■ EXERCISE:
Without any pictures, copy the records below once more, exactly as they are.

■ DATA TO USE:

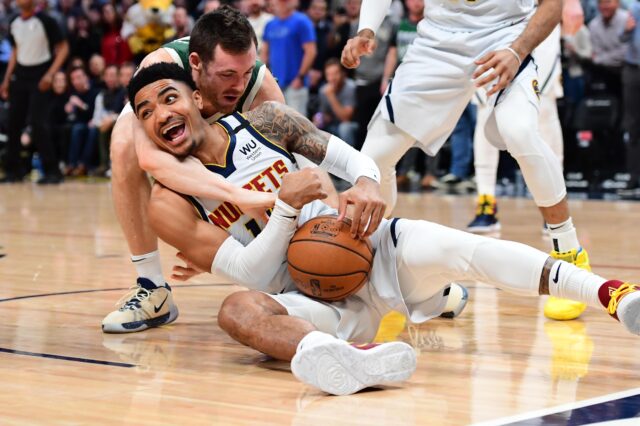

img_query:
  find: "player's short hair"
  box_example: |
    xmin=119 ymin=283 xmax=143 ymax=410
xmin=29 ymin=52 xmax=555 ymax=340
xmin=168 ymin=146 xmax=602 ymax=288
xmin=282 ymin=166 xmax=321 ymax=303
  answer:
xmin=127 ymin=62 xmax=197 ymax=112
xmin=189 ymin=5 xmax=258 ymax=65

■ FINISHED EXERCISE:
img_query:
  find: "player's short hair"
  box_example: |
    xmin=119 ymin=283 xmax=143 ymax=410
xmin=29 ymin=52 xmax=555 ymax=340
xmin=168 ymin=146 xmax=602 ymax=288
xmin=282 ymin=166 xmax=321 ymax=303
  answer:
xmin=127 ymin=62 xmax=197 ymax=112
xmin=189 ymin=5 xmax=258 ymax=65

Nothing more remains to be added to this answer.